Copy each of the entries below word for word, keeping every line unchanged.

-- Begin DATASET --

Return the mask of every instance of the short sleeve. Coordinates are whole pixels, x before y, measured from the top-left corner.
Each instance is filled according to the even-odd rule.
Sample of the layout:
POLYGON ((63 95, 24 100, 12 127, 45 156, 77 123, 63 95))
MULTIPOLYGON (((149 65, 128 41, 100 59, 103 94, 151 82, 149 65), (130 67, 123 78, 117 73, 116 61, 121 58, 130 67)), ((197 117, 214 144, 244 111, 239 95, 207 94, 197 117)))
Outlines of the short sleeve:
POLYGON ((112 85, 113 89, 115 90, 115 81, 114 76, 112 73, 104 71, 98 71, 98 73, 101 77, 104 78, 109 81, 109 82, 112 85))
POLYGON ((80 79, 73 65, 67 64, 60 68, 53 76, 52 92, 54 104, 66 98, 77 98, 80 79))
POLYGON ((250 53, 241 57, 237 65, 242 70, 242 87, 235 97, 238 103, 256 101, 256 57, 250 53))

-- End DATASET --

### RESULT FOR THIS TASK
Return the mask of every instance of the short sleeve. Coordinates are whole pixels, x before y, measured from the top-left corner.
Each instance is filled according to the even-odd rule.
Sample of the layout:
POLYGON ((63 95, 24 100, 12 127, 45 156, 77 123, 63 95))
MULTIPOLYGON (((149 65, 128 41, 100 59, 103 94, 151 82, 149 65), (130 67, 123 78, 117 73, 116 61, 121 58, 130 67)), ((197 117, 214 144, 244 111, 239 95, 207 94, 197 117)))
Outlines of the short sleeve:
POLYGON ((112 85, 113 89, 115 90, 115 81, 114 76, 112 73, 104 71, 98 71, 98 73, 101 77, 104 78, 109 81, 109 82, 112 85))
POLYGON ((80 79, 73 65, 67 64, 60 68, 53 76, 52 92, 54 104, 66 98, 77 98, 80 79))
POLYGON ((250 53, 241 57, 237 65, 242 70, 242 87, 235 97, 238 103, 256 101, 256 57, 250 53))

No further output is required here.